=== WHAT IS BEING ASKED ===
From the first record to the last, write each one out again exactly.

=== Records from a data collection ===

━━━━━━━━━━

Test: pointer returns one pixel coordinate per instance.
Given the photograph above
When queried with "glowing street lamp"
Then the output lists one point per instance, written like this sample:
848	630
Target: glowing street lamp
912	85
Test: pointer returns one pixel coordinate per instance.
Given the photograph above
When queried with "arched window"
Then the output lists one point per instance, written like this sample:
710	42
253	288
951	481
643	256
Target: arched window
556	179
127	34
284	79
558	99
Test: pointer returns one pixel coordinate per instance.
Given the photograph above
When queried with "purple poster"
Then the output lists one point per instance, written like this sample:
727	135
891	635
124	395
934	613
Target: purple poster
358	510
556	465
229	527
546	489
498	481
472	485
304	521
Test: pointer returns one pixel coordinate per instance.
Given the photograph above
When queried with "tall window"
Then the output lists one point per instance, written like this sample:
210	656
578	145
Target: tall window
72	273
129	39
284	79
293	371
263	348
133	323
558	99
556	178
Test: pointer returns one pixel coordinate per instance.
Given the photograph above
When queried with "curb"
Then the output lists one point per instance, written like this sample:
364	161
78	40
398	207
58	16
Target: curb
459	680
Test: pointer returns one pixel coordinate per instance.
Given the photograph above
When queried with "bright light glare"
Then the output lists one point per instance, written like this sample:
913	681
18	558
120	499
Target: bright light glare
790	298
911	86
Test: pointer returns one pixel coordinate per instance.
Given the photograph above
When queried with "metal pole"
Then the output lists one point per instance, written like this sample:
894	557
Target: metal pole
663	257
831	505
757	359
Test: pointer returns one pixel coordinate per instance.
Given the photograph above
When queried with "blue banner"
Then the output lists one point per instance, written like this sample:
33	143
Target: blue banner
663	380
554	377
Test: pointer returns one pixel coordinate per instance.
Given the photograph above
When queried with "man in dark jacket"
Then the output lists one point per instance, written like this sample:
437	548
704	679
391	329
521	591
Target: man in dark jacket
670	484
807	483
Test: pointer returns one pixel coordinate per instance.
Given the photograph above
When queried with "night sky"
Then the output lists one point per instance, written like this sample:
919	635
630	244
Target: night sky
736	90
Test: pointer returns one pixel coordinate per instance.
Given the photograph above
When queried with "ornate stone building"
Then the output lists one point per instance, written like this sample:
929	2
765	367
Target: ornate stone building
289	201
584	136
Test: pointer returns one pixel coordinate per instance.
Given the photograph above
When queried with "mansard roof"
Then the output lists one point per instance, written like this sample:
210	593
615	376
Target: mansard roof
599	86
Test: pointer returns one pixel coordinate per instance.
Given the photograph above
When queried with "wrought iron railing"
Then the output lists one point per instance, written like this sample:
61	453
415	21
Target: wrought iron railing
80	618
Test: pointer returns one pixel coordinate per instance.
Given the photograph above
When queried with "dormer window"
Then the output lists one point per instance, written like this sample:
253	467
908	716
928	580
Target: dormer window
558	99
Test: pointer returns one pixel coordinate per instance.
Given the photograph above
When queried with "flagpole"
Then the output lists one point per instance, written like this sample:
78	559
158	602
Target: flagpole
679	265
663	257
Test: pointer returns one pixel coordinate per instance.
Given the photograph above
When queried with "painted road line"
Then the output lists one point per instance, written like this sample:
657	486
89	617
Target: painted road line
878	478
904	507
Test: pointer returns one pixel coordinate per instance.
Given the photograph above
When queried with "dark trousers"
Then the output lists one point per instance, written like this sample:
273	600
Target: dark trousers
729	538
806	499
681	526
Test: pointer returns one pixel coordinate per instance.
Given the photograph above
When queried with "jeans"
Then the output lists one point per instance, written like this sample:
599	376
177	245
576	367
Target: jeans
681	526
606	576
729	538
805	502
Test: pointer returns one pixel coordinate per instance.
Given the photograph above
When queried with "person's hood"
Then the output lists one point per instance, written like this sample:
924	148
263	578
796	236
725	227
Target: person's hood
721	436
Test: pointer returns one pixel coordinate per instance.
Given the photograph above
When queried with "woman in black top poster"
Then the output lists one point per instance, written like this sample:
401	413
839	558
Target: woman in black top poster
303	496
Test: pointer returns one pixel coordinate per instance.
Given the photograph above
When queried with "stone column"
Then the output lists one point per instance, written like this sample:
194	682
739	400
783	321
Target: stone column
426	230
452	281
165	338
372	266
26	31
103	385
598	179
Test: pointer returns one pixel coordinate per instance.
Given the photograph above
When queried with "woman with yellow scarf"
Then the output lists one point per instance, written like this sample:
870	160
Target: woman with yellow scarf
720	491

━━━━━━━━━━

=== EXPECTED ANSWER ===
Test: pointer returns one pixel coordinate per instance.
Given the photograph above
When queried with "glowing street lamp"
Then the output lists one point per instance, written like this sample:
848	630
Target: glowing street lamp
912	85
Test: pointer returns one pixel coordinate per instance.
Given the photograph above
When queried with "arched window"
Then the output lists one point per instance, written like this sample:
710	42
253	288
951	481
643	256
Target: arched window
556	179
127	34
284	79
558	99
Test: pointer returns one pixel coordinate per instance.
Given the photograph above
When queried with "purple poster"
Then the output lists one point per instance, written like this sample:
727	135
891	635
124	395
934	613
Target: purple poster
358	510
556	465
229	527
546	489
498	481
472	485
304	521
Test: pointer returns one pixel coordinate per instance.
Given the photograph above
When queried with "tall window"
Then the output lists one point per instance, written like this sample:
210	656
578	145
Target: tall window
72	273
129	39
284	79
293	371
263	348
133	323
558	99
556	178
Test: pointer returns one pixel coordinate per instance.
Given the photograph above
When queried with "curb"
Then the output lists one point per instance, written like this sample:
364	161
78	40
398	207
58	16
Target: curb
459	680
Test: pointer returns one pixel coordinate per instance.
Given the photograph above
When queried with "bright light glare"
Then the output lists one point per instance, written like this sample:
913	681
18	558
120	499
Target: bright light glare
790	298
911	86
Test: pointer returns one pixel coordinate per instance.
Given the photograph above
When queried with "metal pole"
Then the output lists one point per instance, written like this sample:
894	557
Target: metal pole
663	257
831	505
757	359
Test: pointer returns one pixel coordinate per instance.
Given the photograph above
When queried with "blue banner"
Then the output lists one point per instance, written like this sample:
33	143
Target: blue banner
663	380
554	377
Test: pointer returns one pixel coordinate per instance.
Given the photograph above
When queried with "man in dark jacket"
Then the output lists one point per instance, written like this sample:
437	548
704	679
391	329
521	591
Target: man in dark jacket
670	484
807	483
Test: pointer returns one pixel coordinate per instance.
Given the photograph above
When queried with "night sky"
Then the output lists one point per instance, written like this sample:
919	635
630	244
Target: night sky
736	90
Test: pointer returns one pixel coordinate per instance.
Given the photograph above
When queried with "ornate stone building"
Then the output lists one point per instance, written like this sample:
929	2
765	367
Target: ornate stone building
289	201
584	136
Test: pointer returns one pixel coordinate per instance.
Given the photograph above
When queried with "mansard roof"
Then the output lists one point per instance, written like this sample:
210	593
615	376
Target: mansard roof
599	86
Test: pointer returns one pixel coordinate per instance.
Given the photograph above
When queried with "wrought iron railing"
Then the output lists one point per instance, written like this sample:
61	453
415	21
Target: wrought iron railing
80	618
Test: pointer returns one pixel coordinate per instance.
Given the photograph above
When queried with "dormer window"
Then the output lists one point per instance, written like this sample:
253	467
908	716
928	580
Target: dormer window
558	99
Test: pointer returns one pixel coordinate per instance.
Given the photograph above
When queried with "flagpole"
Then the output lists one point per instance, written like this sample:
78	559
158	602
Target: flagpole
679	265
663	257
Test: pointer returns one pixel coordinate per instance.
Given the photograph above
When queried with "painted road line"
Then the output lists one point per instance, written like this sample:
657	486
89	617
Target: painted road line
878	478
904	507
Test: pointer returns one pixel coordinate per instance.
Given the photograph above
When queried with "dark trousers"
Then the output lists one point per instance, written like this sample:
273	600
Target: dark trousers
729	538
806	499
681	526
Test: pointer returns one pixel coordinate per instance.
Given the photograph above
When queried with "jeans"
Then the output lists one point per instance, written like this sample:
599	376
177	245
576	367
Target: jeans
681	526
606	576
729	538
805	502
Test: pointer returns one pixel coordinate per instance.
Given the photograph above
When queried with "person's hood"
Then the output lists one point per instance, written like this sample:
924	148
263	578
796	236
725	227
Target: person's hood
721	436
Test: pointer returns one pixel coordinate per instance.
Given the photograph above
When queried with "woman in black top poster"
Then the output lists one point per instance, written like this sample:
401	413
839	558
Target: woman in black top poster
303	496
Test: pointer returns one pixel coordinate per instance.
Given the photograph above
When queried with "stone column"
Then the output lists one point per instance, written like this sample:
194	682
739	400
783	321
Target: stone column
426	230
452	281
165	338
372	266
26	31
103	385
598	179
Test: pointer returns one pixel coordinate per instance.
Given the photograph above
When queried with "woman with yellow scarf"
Then the output lists one point per instance, written like this sample:
870	160
Target: woman with yellow scarf
720	491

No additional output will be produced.